_WHAT THE EXERCISE ASKS_
Write out all the items below again, replacing "Rules" with "Guidelines" each time it occurs and keeping everything else the same.

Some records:
-*-

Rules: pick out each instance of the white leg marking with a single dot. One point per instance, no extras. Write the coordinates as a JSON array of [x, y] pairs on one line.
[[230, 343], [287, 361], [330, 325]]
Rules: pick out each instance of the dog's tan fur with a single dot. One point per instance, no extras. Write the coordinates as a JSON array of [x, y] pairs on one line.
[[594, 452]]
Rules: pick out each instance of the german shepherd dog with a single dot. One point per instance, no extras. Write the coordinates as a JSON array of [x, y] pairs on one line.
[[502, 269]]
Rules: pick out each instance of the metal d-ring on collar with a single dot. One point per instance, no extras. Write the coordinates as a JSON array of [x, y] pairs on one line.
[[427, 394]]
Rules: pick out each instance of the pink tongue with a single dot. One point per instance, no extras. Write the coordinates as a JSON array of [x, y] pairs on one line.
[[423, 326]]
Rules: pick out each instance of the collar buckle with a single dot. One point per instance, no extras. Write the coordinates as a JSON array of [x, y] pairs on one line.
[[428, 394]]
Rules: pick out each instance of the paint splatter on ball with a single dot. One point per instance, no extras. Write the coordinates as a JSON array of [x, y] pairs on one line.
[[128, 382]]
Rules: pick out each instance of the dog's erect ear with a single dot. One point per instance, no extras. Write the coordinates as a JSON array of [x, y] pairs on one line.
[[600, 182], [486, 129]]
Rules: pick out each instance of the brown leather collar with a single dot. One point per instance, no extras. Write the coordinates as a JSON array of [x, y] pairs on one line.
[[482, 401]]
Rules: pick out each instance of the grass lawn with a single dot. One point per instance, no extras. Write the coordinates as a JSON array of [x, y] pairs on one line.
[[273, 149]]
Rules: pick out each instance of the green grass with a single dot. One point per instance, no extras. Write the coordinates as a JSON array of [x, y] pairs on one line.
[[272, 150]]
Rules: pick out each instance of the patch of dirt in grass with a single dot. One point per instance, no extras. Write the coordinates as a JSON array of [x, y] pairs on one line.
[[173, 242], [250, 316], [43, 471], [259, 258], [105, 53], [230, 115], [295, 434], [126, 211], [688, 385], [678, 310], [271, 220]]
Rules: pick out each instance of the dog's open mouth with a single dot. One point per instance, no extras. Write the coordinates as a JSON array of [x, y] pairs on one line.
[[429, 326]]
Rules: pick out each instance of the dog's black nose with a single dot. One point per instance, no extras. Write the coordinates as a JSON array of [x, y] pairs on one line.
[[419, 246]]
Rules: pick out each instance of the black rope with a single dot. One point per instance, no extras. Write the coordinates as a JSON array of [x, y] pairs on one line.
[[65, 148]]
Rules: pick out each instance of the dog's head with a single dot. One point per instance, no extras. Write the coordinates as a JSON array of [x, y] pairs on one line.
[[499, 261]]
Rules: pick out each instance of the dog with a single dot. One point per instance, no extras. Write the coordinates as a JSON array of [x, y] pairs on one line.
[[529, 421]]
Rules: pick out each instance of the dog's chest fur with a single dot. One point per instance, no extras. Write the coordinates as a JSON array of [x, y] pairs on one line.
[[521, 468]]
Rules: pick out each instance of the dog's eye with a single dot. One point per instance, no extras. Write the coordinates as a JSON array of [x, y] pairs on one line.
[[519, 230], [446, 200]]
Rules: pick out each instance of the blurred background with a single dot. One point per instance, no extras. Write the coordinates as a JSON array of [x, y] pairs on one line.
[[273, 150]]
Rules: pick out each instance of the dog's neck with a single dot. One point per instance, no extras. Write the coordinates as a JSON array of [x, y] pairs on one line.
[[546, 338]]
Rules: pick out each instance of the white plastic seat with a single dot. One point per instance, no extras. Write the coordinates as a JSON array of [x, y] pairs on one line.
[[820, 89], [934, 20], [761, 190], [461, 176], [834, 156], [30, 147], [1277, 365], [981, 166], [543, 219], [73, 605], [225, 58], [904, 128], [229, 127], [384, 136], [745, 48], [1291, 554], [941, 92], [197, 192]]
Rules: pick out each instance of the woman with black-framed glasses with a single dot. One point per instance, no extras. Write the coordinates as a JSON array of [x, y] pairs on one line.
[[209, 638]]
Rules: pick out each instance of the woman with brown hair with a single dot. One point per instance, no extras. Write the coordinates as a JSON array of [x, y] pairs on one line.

-*-

_RESULT OF THIS TASK_
Guidelines: pick out each instance of the white leg marking with a single dot. One point per instance, no extras. Write the coordinates as a JSON array of [x, y] pairs on one line.
[[230, 343], [287, 361], [330, 325]]
Guidelines: pick out each instance of the dog's tan fur with a single dot. One point per instance, no extras. Write the coordinates as a JSON array of [x, y] pairs on one line.
[[594, 452]]
Guidelines: pick out each instance of the german shepherd dog with a single dot. One point per instance, no extras. Write the coordinates as a JSON array of [x, y] pairs on one line.
[[502, 269]]
Guidelines: pick out each instance of the metal d-ring on collar with a single dot. One point per instance, no extras. Write the coordinates as a JSON array of [x, y] pairs on one line.
[[427, 394]]
Guidelines: pick out each instance of the pink tongue with a single dot. One point per instance, no extras. Write the coordinates as a JSON array of [x, y] pairs on one line.
[[423, 326]]
Guidelines: pick out each instance of the collar buckle with a single dot. One point per instance, no extras. Write the coordinates as a JSON array of [x, y] pairs on one line.
[[428, 394]]
Guidelines: pick out each instance of the paint splatter on ball with a single dot. One point per instance, no extras. Write the coordinates as a JSON array of [x, y] pairs on one line.
[[128, 382]]
Guidelines: pick out each instance of the dog's erect ear with a single dot. One point per instance, no extras. Write the coordinates as a JSON array of [x, y] pairs on one line.
[[600, 182], [486, 129]]
Guidelines: pick out each instance of the brown leather collar with a single dot. One point per instance, no extras. Write the coordinates as a JSON array of [x, y] pairs on one line.
[[482, 401]]
Guidelines: pick out each instance of the grass lawn with a single dot. One point per instance, no extras. Write the coordinates as a JSON array of [x, y] pairs on one line.
[[273, 149]]
Guidelines: pick out each instance of the green grass with a single dot. One point per instance, no extras. Write the coordinates as a JSON array of [x, y] pairs on one line.
[[272, 150]]
Guidelines: pick out each instance of the patch of dirt in grass with a single dot. One point per instance, no extras. Write the coordinates as a JSON array of [x, y] pairs on one line.
[[173, 242], [250, 316], [43, 471], [259, 258], [105, 53], [230, 115], [295, 434], [126, 211], [688, 385], [678, 310], [271, 220]]
Guidelines: pick out each instance of the dog's open mouth with a single dot. One point per instance, no extras. Write the coordinates as a JSON array of [x, y] pairs on one line.
[[429, 326]]
Guidelines: pick out each instance of the dog's black nose with a single dot. One point per instance, no extras. Write the coordinates as a JSON array of [x, y] pairs on one line.
[[419, 246]]
Guidelines: pick out each instance of the black rope with a single dot. One point per instance, no extras. Write the coordinates as a JSON array of [x, y] pairs on one line.
[[65, 148]]
Guidelines: pick out each instance of the dog's head with a single dot. One point per instance, no extras. Write the coordinates as a JSON array of [x, y] pairs on one line.
[[499, 261]]
Guidelines: pick out each instance of the dog with a single dot. One point per instance, no extras. Write the coordinates as a JSON array of [x, y] pairs on one line.
[[529, 421]]
Guidelines: pick out each instance of the dog's chest fur with a single dot. One point per instance, no extras. Write the coordinates as a JSON array of [x, y] pairs on one line.
[[521, 468]]
Guidelines: pick out each instance of the dog's eye with a single dot. One point per instance, no extras. Write the coordinates as a JSON array of [x, y] pairs on one line.
[[519, 230], [446, 200]]
Guidelines: pick out each instance of the blurred background with a single dot. One point per instance, no extras. Write the coordinates as a JSON array of [x, y] pairs on one line.
[[273, 150]]
Guidelines: pick out each instance of the dog's neck with a single dot. One point per instance, no extras. Write the coordinates as a JSON array of [x, y] pairs on one line.
[[546, 338]]
Guidelines: pick out each instance of the white plastic seat with a single dot. One point per instance, no extras. Write the coordinates as a JSON array of [x, y] pairs on one line.
[[820, 89], [934, 20], [761, 190], [461, 176], [834, 156], [30, 147], [1277, 365], [981, 166], [543, 219], [73, 605], [225, 58], [904, 128], [229, 127], [384, 136], [745, 48], [1291, 554], [941, 92], [197, 192]]
Guidelines: pick out each instance of the woman with black-framed glasses with a single dot. One point per instance, no extras. Write the coordinates as a JSON array of [x, y] pairs on one line.
[[209, 638]]
Guidelines: pick out each instance of the woman with brown hair with a single dot. One point per instance, no extras. Write the coordinates as a JSON array of [x, y] pairs on one line.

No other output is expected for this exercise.